▶ Text to read:
In many instances, companies will secure the setting of a trimpot with some goop. Sometimes dirt can get in to the trimpot, and interfere with the contact the wiper makes. As well, generally speaking, I find the smaller the pot, the poorer-designed the wipers tend to be. Tale apart one of those pots that are an inch and a half wide, and the wipers are a thing of beauty, making contact with the resistive strip at many points. Take apart a 16mm or 12mm pot, and the wipers start to get cheesier-looking. The style of trimpot shown in the picture holds the wiper in contact with the resistive strip on the basis of the rivet in the middle of it. If a person opened the unit and bumped the trimpot or the metal piece on top that forms the wiper, the contact between wiper and resistive strip could be interrupted. I'm not saying that is definitely what has taken place in your unit, but it IS something that happens, and at the very least you need to verify that's not it.


----------



## ezcomes (Jul 28, 2008)

actually i just got thinking too...if the signal is too great...the chip won't work right, and thats where the trim pot comes in? to reduce the 'load'...

so...the last i remember it working, i was running it in front of the amp...(i have tested it since) and when i moved it to my effects loop, i noticed it wasn't working...and since still isn't...so...

would this potentially mean that, if i wanted to move the pedal from in front to in the loop i would have to 're-bias' this trim pot?

▶ Direction a: List each line of the listing below that contains the string "pants", matching case exactly.

▶ The data:
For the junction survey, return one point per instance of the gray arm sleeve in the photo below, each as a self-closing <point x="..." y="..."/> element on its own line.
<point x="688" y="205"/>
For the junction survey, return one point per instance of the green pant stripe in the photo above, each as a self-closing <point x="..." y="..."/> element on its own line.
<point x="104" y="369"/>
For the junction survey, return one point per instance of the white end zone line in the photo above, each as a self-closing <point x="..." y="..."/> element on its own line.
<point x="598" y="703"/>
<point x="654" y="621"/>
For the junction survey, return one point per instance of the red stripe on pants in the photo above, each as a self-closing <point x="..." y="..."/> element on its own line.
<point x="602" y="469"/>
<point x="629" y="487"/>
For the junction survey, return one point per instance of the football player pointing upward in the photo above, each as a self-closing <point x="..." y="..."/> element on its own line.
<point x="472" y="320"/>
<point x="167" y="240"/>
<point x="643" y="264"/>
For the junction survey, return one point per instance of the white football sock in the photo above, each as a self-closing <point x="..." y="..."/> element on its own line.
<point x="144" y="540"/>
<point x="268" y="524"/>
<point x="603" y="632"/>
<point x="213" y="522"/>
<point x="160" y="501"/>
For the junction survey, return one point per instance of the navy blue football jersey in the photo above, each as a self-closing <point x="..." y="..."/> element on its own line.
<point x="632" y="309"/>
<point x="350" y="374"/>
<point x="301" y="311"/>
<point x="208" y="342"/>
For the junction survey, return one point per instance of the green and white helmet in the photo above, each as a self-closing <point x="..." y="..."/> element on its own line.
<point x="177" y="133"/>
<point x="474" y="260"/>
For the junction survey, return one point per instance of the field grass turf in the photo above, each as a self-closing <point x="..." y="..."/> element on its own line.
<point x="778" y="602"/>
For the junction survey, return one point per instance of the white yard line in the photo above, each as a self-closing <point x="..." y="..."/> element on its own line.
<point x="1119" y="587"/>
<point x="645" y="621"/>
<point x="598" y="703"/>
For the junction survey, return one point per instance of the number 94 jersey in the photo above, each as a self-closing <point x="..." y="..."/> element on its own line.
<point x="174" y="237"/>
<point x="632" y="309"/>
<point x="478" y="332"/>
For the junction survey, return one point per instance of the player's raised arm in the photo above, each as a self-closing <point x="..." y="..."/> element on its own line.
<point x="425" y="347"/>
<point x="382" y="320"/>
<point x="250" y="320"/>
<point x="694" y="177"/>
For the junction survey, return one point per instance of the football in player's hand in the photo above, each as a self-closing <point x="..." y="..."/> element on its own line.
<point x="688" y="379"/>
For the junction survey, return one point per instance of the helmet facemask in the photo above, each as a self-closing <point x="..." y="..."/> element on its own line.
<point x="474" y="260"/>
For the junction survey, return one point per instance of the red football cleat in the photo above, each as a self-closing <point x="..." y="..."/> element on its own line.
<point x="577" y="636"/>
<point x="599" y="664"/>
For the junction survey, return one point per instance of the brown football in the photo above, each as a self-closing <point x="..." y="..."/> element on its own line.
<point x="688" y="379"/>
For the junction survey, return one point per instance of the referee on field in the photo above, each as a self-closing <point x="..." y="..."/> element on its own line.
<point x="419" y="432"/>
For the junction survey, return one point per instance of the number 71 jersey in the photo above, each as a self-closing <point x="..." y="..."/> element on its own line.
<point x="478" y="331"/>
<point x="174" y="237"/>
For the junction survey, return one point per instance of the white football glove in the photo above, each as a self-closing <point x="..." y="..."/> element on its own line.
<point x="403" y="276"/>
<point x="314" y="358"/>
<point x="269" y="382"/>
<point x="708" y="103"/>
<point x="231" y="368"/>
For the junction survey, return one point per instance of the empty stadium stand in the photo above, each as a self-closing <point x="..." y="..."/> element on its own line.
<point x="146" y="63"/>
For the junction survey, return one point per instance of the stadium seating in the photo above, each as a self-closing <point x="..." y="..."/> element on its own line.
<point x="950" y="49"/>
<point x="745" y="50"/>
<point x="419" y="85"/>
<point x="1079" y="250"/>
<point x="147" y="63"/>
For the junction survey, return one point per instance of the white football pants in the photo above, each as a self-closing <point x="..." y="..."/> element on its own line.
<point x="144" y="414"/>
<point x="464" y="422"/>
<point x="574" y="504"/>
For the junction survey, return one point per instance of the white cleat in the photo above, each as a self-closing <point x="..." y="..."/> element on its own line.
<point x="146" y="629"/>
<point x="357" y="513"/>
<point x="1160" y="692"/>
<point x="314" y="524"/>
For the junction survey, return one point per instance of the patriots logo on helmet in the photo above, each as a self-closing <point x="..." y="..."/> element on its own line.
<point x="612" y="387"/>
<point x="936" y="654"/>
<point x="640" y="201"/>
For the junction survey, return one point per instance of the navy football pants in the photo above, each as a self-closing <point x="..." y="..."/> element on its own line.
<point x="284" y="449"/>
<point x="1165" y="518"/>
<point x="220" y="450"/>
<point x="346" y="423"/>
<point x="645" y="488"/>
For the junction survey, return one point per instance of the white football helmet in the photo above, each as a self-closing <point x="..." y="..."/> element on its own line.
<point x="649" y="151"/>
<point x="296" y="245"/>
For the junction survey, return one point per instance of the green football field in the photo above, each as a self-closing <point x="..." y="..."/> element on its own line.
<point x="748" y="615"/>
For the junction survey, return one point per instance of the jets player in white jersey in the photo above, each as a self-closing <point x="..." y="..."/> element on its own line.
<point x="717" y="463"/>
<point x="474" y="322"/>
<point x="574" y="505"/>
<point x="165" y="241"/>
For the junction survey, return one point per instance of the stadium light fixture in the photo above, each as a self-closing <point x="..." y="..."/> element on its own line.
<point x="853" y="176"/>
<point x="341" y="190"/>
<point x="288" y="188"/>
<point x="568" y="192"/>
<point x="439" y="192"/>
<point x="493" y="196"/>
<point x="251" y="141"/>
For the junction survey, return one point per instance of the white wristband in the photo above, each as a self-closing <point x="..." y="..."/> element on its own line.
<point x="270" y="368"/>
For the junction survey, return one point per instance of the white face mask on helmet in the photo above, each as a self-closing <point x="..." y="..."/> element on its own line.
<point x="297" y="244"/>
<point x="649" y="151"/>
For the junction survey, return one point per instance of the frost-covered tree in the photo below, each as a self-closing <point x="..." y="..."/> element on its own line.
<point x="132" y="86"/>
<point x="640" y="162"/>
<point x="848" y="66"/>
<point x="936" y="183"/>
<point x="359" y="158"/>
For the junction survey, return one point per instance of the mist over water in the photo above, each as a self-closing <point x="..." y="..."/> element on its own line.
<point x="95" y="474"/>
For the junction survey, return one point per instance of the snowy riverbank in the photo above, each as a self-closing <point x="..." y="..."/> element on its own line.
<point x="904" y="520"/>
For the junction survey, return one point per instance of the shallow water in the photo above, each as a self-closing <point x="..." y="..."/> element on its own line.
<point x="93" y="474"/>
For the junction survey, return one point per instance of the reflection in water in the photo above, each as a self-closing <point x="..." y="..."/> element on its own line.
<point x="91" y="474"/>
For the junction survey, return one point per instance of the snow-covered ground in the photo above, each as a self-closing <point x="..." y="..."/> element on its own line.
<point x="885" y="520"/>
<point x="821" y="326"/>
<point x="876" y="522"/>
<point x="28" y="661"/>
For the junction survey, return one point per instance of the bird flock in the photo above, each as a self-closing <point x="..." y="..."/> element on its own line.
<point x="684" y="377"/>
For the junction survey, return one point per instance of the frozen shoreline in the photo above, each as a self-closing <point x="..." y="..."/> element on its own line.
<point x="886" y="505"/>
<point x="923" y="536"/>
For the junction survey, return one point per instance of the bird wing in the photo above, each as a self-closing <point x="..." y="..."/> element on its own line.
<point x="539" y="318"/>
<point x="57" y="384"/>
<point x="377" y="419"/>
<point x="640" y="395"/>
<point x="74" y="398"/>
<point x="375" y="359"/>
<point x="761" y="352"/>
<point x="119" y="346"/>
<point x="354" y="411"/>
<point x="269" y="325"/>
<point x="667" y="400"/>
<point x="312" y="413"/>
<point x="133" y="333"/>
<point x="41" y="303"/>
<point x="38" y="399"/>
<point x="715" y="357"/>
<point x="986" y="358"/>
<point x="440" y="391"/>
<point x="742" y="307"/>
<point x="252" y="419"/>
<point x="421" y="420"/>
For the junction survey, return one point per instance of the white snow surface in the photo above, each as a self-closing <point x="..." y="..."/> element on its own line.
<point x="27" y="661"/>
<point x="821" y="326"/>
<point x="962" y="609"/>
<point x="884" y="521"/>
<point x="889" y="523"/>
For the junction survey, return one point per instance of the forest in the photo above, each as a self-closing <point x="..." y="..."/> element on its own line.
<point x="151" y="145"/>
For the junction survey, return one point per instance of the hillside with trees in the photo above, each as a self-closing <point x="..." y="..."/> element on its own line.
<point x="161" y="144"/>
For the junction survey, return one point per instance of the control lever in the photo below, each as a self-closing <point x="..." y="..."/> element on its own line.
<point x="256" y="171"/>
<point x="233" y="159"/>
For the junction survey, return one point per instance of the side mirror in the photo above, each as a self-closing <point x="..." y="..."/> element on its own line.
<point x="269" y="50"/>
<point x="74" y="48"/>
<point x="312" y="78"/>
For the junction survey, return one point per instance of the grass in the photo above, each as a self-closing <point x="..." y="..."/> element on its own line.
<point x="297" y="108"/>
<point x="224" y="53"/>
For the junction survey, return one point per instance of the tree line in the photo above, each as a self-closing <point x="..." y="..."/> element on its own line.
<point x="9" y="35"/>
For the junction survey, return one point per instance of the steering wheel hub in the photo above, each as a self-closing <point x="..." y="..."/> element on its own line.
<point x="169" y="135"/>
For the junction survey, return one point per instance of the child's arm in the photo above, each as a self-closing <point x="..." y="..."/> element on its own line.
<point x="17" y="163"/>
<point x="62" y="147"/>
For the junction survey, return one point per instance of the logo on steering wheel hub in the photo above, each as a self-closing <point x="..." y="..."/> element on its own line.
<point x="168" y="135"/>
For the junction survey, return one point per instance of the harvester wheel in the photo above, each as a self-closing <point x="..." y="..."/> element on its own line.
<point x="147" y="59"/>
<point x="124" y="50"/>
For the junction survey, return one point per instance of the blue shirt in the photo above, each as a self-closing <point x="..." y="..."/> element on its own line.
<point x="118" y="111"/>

▶ Direction b: Print the passage of the trimpot thread above between "## ezcomes (Jul" and "this trim pot?", inclusive.

▶ Problem solution a:
For the junction survey, return one point per instance of the red stripe on pants in the photo above, each as a self-closing <point x="..." y="..."/> element on its own line.
For the junction survey, return one point per instance of the white football pants in the photo above, each as a self-closing <point x="..." y="..."/> element on its own line.
For the junction survey, return one point per instance of the navy football pants in the photo above, each as a self-closing <point x="..." y="..."/> element on its own line.

▶ Problem solution b:
## ezcomes (Jul 28, 2008)

actually i just got thinking too...if the signal is too great...the chip won't work right, and thats where the trim pot comes in? to reduce the 'load'...

so...the last i remember it working, i was running it in front of the amp...(i have tested it since) and when i moved it to my effects loop, i noticed it wasn't working...and since still isn't...so...

would this potentially mean that, if i wanted to move the pedal from in front to in the loop i would have to 're-bias' this trim pot?